▶ Task requirements
Repeat the lines of the listing below exactly, starting at the line that contains "the nose wheel" and running through the last line, both included, and only those.

(Records contained in a dataset)

━━━━━━

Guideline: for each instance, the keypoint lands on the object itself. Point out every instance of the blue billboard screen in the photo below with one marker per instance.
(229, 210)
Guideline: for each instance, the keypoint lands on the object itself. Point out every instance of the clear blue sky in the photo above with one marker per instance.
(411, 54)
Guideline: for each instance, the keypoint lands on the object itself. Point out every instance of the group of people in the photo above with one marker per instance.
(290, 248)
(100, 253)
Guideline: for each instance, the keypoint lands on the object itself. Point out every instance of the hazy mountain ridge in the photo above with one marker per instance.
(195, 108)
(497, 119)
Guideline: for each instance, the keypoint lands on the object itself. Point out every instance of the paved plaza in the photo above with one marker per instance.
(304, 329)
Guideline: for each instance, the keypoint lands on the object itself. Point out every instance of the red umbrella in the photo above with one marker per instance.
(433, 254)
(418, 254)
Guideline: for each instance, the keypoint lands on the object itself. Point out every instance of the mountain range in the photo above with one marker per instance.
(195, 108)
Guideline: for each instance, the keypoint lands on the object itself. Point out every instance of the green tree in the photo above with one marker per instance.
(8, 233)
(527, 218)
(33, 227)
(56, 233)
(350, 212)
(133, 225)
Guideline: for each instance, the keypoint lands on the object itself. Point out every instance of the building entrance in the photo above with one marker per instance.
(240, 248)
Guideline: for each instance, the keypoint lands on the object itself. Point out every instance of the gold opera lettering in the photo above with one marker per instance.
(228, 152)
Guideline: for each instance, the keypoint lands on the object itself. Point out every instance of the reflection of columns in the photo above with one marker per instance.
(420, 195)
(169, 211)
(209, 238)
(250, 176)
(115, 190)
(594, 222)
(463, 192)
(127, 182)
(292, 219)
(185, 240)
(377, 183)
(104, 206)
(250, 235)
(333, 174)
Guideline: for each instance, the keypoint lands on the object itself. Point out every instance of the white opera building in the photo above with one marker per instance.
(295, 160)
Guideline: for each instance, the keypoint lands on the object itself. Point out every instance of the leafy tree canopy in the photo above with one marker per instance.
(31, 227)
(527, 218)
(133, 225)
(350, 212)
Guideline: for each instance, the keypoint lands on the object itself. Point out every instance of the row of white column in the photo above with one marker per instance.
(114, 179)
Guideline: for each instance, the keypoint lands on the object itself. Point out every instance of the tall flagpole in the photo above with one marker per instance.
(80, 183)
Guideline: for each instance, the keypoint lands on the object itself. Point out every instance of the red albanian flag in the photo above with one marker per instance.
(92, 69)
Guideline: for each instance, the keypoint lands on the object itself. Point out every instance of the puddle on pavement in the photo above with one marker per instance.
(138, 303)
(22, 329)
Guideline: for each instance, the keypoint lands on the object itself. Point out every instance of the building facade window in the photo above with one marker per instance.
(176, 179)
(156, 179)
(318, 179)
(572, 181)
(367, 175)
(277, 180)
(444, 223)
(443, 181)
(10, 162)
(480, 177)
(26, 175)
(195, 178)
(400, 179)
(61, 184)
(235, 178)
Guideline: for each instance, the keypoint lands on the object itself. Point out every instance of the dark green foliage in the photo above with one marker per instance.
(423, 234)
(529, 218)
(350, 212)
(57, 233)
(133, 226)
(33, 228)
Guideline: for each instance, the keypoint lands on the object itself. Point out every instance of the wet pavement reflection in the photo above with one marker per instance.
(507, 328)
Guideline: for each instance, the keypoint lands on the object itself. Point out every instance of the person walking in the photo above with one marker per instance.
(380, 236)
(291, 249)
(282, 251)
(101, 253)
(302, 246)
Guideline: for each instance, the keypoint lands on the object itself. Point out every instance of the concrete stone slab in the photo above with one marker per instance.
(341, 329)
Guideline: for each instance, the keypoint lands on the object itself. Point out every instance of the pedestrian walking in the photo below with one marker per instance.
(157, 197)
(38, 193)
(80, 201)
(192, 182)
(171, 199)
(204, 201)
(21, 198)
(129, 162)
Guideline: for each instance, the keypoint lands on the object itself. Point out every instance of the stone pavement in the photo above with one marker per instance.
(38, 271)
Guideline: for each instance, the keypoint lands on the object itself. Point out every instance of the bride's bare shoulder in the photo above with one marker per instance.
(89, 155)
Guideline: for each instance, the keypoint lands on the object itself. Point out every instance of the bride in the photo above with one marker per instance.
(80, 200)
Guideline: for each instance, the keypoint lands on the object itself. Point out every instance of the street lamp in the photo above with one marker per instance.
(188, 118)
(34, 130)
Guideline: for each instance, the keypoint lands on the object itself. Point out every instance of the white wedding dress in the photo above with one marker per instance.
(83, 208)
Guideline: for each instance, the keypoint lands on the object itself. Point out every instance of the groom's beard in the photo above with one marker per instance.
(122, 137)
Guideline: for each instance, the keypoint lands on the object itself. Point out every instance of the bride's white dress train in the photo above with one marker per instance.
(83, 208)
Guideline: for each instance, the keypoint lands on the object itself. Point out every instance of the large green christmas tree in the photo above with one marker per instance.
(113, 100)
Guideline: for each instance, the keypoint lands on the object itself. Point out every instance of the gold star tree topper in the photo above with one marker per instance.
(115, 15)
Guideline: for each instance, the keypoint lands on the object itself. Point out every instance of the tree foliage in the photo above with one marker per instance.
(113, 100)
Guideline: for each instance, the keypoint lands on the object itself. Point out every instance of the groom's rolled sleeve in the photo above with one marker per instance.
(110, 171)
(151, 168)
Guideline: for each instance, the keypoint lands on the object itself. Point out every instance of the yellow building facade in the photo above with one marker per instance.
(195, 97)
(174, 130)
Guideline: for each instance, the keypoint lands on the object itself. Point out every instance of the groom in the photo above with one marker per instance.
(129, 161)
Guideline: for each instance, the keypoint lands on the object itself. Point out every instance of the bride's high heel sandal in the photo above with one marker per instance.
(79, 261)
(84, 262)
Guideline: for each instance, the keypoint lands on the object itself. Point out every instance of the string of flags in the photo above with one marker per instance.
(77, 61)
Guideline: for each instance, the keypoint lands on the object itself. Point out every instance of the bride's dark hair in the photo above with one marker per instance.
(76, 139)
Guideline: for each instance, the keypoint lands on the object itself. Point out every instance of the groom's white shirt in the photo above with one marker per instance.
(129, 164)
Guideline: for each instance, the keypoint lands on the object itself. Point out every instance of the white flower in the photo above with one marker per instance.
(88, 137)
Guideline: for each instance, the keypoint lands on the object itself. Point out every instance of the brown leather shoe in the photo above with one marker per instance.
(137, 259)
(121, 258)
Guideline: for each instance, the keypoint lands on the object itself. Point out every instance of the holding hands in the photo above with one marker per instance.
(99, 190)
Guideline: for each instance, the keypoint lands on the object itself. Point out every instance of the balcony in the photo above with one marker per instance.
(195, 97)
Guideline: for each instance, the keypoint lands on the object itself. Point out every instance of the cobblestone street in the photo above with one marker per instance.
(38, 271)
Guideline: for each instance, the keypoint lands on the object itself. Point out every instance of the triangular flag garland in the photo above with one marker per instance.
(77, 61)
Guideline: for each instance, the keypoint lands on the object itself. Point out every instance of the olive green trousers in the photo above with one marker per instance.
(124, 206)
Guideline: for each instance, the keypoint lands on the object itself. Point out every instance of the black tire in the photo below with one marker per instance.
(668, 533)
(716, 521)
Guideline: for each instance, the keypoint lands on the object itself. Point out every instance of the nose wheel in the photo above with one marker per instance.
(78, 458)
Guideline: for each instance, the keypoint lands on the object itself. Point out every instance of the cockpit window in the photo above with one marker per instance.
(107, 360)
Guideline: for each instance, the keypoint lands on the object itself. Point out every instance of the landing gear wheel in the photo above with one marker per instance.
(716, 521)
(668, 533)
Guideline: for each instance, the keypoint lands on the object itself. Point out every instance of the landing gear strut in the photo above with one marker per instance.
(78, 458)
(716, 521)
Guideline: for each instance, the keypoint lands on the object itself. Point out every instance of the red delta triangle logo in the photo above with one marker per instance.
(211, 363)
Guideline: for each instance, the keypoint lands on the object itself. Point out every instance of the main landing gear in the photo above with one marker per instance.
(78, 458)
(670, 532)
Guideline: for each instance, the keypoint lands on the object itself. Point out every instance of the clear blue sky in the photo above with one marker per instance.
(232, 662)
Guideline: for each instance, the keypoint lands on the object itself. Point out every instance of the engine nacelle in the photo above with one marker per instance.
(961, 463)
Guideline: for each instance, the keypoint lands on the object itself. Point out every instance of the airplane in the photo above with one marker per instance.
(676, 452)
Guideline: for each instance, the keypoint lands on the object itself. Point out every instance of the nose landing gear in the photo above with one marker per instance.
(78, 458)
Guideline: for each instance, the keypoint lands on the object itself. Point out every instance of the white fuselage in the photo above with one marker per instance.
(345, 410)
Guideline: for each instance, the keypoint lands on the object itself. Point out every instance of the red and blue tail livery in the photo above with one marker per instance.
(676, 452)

━━━━━━

▶ Full response
Guideline: for each instance, the keypoint lands on the object itself. Point out every instance of the nose wheel in the photo above with one marker per instance.
(78, 458)
Guideline: for each instance, the keypoint lands on the object itself. Point out every instance of the cockpit window in the photo above with one marker per instance.
(107, 360)
Guideline: for each instance, the keypoint lands on the object itself. Point out every instance of the landing gear wheel in the photo above with one marker per instance.
(716, 521)
(668, 533)
Guideline: for each instance, the keypoint lands on the object itself. Point out every instance of the landing gear strut in the photo above with one marker per instance.
(78, 458)
(716, 521)
Guideline: for each instance, the keypoint lands on the object itself. Point out every instance of the red delta triangle logo in the photo above with one marker per instance.
(211, 363)
Guideline: for each instance, the keypoint lands on the object itself. Point out every instance of the main landing gear in the photo above with one marker per instance.
(78, 458)
(670, 532)
Guideline: for each instance, the keypoint lands on the object itself. Point out every instance of the clear blue sky in the photo above with one marker per instance.
(232, 662)
Guideline: for each instance, the keypoint lands on the object itself. Point out every instance of the engine nacelle in the photo above with one marker per instance.
(961, 463)
Guideline: for each instance, the keypoint lands on the object itself. Point out every instance of the airplane in the photo above with one marker per instance.
(676, 452)
Guideline: for each instance, the keypoint lands on the object itself. Point out every instance of the nose landing gear in the photo above with one marker per instance.
(78, 458)
Guideline: for each instance, the keypoint lands on the object itself. Point out every instance of the white fuselage in the photo above with one marker per instance.
(345, 410)
Guideline: for each instance, the keypoint lands on the object itself. Point out every instance of the red and blue tail livery in the photo above with one marker per instance.
(676, 452)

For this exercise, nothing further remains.